Stored items:
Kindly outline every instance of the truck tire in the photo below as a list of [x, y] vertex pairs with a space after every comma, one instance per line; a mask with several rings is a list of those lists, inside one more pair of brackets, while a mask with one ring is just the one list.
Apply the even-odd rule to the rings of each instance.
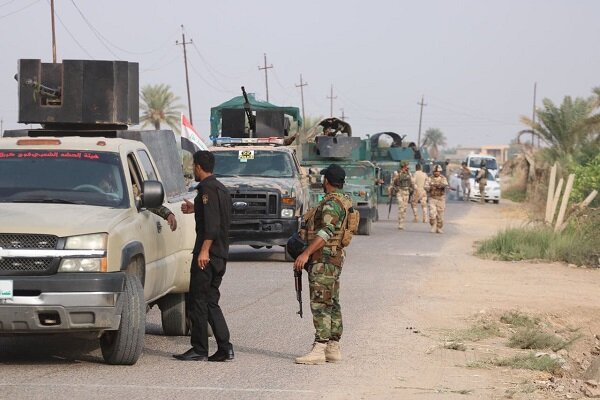
[[187, 319], [185, 293], [171, 293], [158, 301], [163, 333], [166, 336], [187, 336], [190, 325]]
[[369, 236], [371, 234], [371, 218], [361, 218], [358, 224], [358, 234]]
[[284, 254], [284, 258], [286, 262], [294, 262], [294, 257], [290, 256], [290, 254], [287, 252], [287, 249], [285, 248], [285, 246], [283, 246], [283, 254]]
[[133, 365], [142, 354], [146, 333], [144, 288], [137, 276], [125, 276], [123, 300], [119, 329], [104, 332], [100, 337], [100, 348], [108, 364]]

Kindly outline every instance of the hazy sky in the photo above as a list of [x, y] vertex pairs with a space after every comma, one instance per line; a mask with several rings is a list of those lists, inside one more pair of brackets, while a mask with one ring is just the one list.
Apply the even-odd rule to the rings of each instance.
[[[77, 7], [76, 7], [76, 6]], [[78, 9], [79, 11], [78, 11]], [[600, 1], [596, 0], [56, 0], [62, 59], [140, 63], [140, 85], [166, 83], [186, 106], [183, 24], [194, 126], [209, 131], [210, 107], [248, 92], [335, 116], [355, 134], [381, 131], [416, 140], [444, 132], [450, 146], [508, 143], [542, 98], [589, 96], [600, 86]], [[19, 58], [52, 61], [49, 0], [0, 0], [0, 118], [17, 123]]]

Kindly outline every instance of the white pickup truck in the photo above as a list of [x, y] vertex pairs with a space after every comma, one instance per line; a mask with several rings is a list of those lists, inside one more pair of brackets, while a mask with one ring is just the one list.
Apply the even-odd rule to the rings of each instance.
[[80, 134], [0, 138], [0, 335], [95, 331], [107, 363], [130, 365], [147, 306], [165, 334], [188, 331], [193, 194], [172, 132]]

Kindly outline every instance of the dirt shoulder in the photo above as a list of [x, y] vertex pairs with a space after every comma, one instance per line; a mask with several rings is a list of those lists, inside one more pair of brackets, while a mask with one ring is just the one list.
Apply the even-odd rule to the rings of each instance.
[[[461, 233], [445, 244], [443, 257], [434, 261], [435, 273], [415, 288], [417, 300], [407, 311], [407, 317], [429, 339], [429, 347], [421, 349], [428, 365], [423, 368], [424, 375], [418, 382], [409, 379], [401, 385], [406, 388], [406, 398], [419, 393], [418, 388], [422, 394], [437, 398], [435, 393], [444, 389], [442, 382], [448, 382], [449, 393], [477, 398], [581, 398], [594, 393], [594, 382], [586, 384], [583, 373], [599, 349], [600, 271], [561, 263], [482, 260], [473, 255], [476, 241], [525, 221], [522, 208], [511, 202], [472, 204], [466, 217], [449, 221]], [[511, 310], [539, 320], [544, 330], [567, 340], [578, 337], [558, 354], [533, 350], [539, 357], [560, 360], [561, 367], [553, 374], [486, 364], [532, 352], [507, 346], [517, 329], [503, 324], [500, 318]], [[470, 340], [468, 333], [482, 323], [499, 327], [497, 335]], [[453, 345], [454, 341], [461, 346]], [[444, 368], [454, 374], [453, 379], [446, 375], [427, 377], [427, 371], [439, 375]], [[431, 384], [423, 385], [423, 381]]]

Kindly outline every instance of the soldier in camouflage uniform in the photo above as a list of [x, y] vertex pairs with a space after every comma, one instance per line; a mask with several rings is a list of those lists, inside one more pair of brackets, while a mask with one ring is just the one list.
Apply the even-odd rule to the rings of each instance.
[[425, 181], [425, 190], [429, 193], [429, 224], [431, 233], [444, 233], [444, 210], [446, 209], [446, 188], [448, 180], [442, 175], [442, 167], [433, 168], [433, 176]]
[[463, 200], [469, 201], [471, 197], [471, 170], [467, 167], [467, 163], [465, 161], [461, 164], [460, 169], [460, 186], [462, 189]]
[[413, 176], [413, 185], [415, 187], [415, 192], [412, 195], [412, 200], [410, 202], [410, 206], [412, 207], [412, 211], [414, 214], [413, 222], [418, 222], [417, 218], [417, 205], [421, 204], [421, 208], [423, 209], [423, 222], [427, 222], [427, 192], [425, 192], [425, 181], [427, 180], [427, 174], [422, 171], [421, 164], [417, 164], [415, 167], [416, 172]]
[[485, 161], [481, 161], [481, 165], [479, 167], [479, 171], [477, 171], [477, 175], [475, 176], [475, 182], [479, 185], [479, 201], [482, 204], [485, 204], [485, 186], [487, 184], [487, 168], [485, 166]]
[[404, 229], [408, 199], [413, 188], [412, 176], [408, 171], [408, 161], [400, 162], [400, 171], [394, 178], [393, 184], [396, 190], [396, 200], [398, 201], [398, 229]]
[[297, 364], [324, 364], [342, 359], [339, 279], [345, 252], [340, 237], [352, 200], [341, 190], [346, 178], [342, 167], [331, 164], [321, 174], [324, 175], [326, 195], [313, 215], [307, 217], [309, 244], [294, 262], [295, 270], [301, 270], [308, 264], [310, 309], [315, 327], [313, 348], [308, 354], [296, 358]]

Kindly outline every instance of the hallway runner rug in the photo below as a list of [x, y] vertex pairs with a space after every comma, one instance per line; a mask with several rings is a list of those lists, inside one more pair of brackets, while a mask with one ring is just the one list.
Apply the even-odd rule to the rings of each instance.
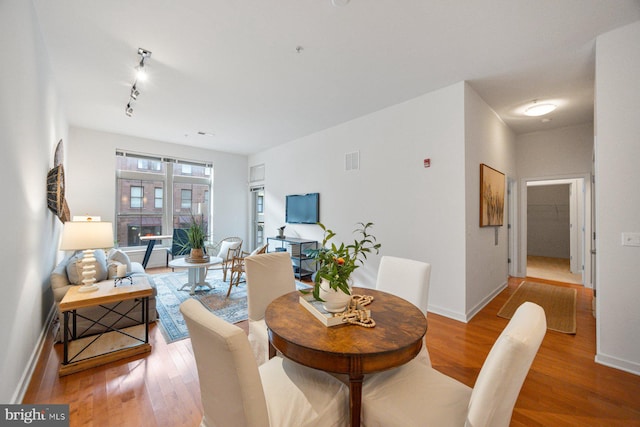
[[575, 334], [577, 293], [574, 288], [524, 281], [502, 306], [498, 316], [511, 319], [520, 304], [530, 301], [544, 309], [547, 329]]
[[[153, 274], [149, 280], [156, 287], [156, 310], [159, 316], [160, 331], [167, 343], [172, 343], [189, 337], [187, 325], [180, 313], [180, 304], [195, 298], [209, 311], [221, 317], [229, 323], [237, 323], [247, 320], [247, 284], [240, 283], [231, 290], [229, 298], [226, 298], [229, 282], [222, 280], [222, 271], [209, 271], [207, 282], [213, 287], [196, 288], [194, 295], [189, 295], [189, 289], [179, 290], [187, 282], [187, 272], [175, 272], [165, 274]], [[298, 289], [307, 286], [296, 281]]]

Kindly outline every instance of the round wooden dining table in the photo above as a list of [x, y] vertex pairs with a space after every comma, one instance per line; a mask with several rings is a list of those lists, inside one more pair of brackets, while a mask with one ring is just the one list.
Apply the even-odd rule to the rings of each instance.
[[413, 359], [422, 348], [427, 319], [418, 307], [395, 295], [368, 288], [354, 288], [353, 294], [373, 296], [366, 308], [375, 327], [327, 327], [300, 304], [299, 291], [273, 300], [265, 321], [270, 356], [278, 350], [302, 365], [349, 376], [351, 426], [359, 426], [364, 375]]

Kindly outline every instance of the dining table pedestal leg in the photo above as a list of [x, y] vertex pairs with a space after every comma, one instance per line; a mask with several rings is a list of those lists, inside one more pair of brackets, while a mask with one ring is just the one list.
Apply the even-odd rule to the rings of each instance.
[[360, 412], [362, 410], [362, 379], [364, 375], [357, 377], [349, 375], [349, 413], [351, 414], [351, 427], [360, 425]]

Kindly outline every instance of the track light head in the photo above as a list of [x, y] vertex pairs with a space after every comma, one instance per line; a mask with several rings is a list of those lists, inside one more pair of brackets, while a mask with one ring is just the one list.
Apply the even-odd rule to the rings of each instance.
[[124, 112], [127, 115], [127, 117], [133, 116], [133, 108], [131, 107], [131, 103], [127, 104], [127, 108], [125, 108]]
[[151, 52], [139, 47], [138, 55], [140, 55], [140, 63], [136, 67], [136, 77], [137, 80], [144, 81], [147, 78], [147, 72], [144, 69], [144, 61], [151, 58]]
[[144, 60], [140, 61], [140, 65], [136, 67], [136, 80], [141, 82], [147, 80], [147, 70], [144, 69]]
[[134, 84], [133, 87], [131, 88], [131, 99], [133, 100], [138, 99], [138, 95], [140, 95], [140, 91], [136, 88], [136, 85]]

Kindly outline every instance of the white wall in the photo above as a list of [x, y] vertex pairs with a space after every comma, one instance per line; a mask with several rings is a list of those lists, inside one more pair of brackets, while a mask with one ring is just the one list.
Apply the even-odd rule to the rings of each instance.
[[[480, 227], [480, 163], [516, 176], [515, 137], [495, 112], [465, 85], [465, 317], [472, 318], [507, 285], [508, 199], [502, 227]], [[451, 189], [455, 191], [455, 189]], [[506, 192], [505, 192], [506, 193]], [[460, 227], [462, 224], [458, 224]], [[496, 244], [496, 229], [498, 241]]]
[[527, 181], [584, 179], [585, 257], [584, 283], [592, 287], [591, 277], [591, 170], [593, 167], [592, 123], [560, 129], [532, 132], [516, 136], [516, 164], [519, 176], [520, 203], [518, 237], [519, 256], [516, 260], [518, 276], [526, 276], [527, 265]]
[[[67, 146], [67, 202], [71, 215], [115, 220], [116, 149], [213, 163], [213, 240], [237, 236], [247, 241], [247, 157], [133, 136], [71, 127]], [[149, 266], [164, 265], [161, 250]], [[142, 253], [132, 258], [142, 259]]]
[[640, 21], [596, 42], [596, 361], [640, 374]]
[[53, 306], [49, 273], [61, 223], [46, 178], [67, 125], [30, 1], [0, 2], [0, 402], [20, 403]]
[[[465, 319], [464, 83], [253, 155], [265, 164], [265, 230], [284, 225], [285, 195], [320, 193], [320, 221], [349, 241], [354, 225], [375, 223], [381, 255], [432, 264], [429, 310]], [[344, 171], [360, 151], [360, 170]], [[431, 158], [431, 167], [423, 159]], [[321, 240], [315, 225], [285, 234]], [[373, 287], [379, 257], [356, 271]]]
[[593, 124], [517, 135], [516, 146], [522, 178], [581, 176], [591, 172]]

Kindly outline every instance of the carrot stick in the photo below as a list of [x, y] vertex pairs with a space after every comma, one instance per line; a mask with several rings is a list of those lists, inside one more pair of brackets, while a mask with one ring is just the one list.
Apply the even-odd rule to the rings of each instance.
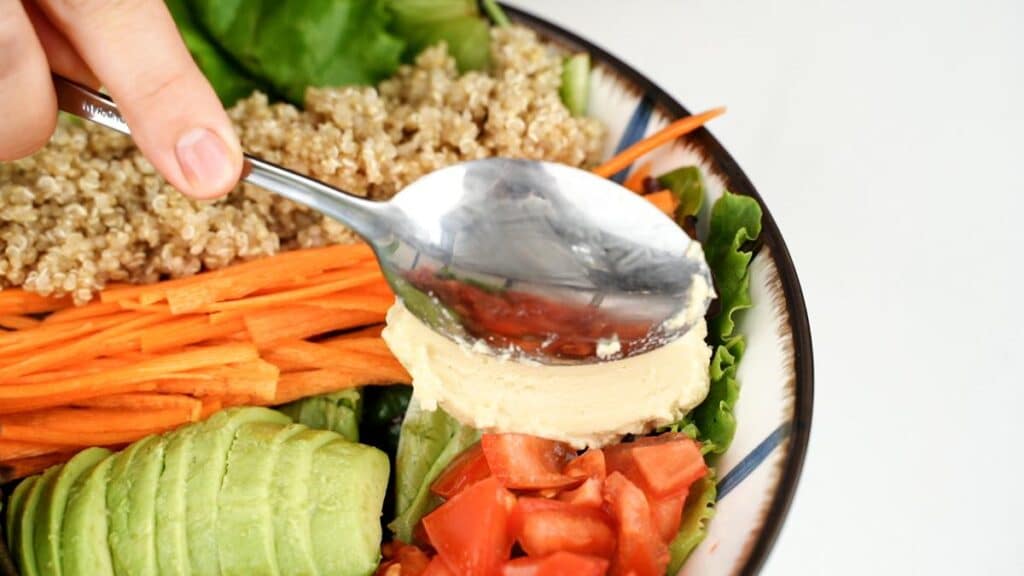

Required action: Within the entries above, find the string "truck" and return each line that holds it.

Answer box:
Kindly outline every instance of the truck tire in the photo below as a list of [x, y] vertex pairs with a space after every comma, one instance per line; a mask with several rings is a list of those lists, inside one more pair of brackets, while a mask with one ring is just the one list.
Kindly outline every instance of the white pickup truck in the photo above as a list of [x, y] vertex pairs with a space after every comma, one instance per line; a mask with several rings is a list of those lists, inside one more pair of brackets, while a mask with one ring is just the one list.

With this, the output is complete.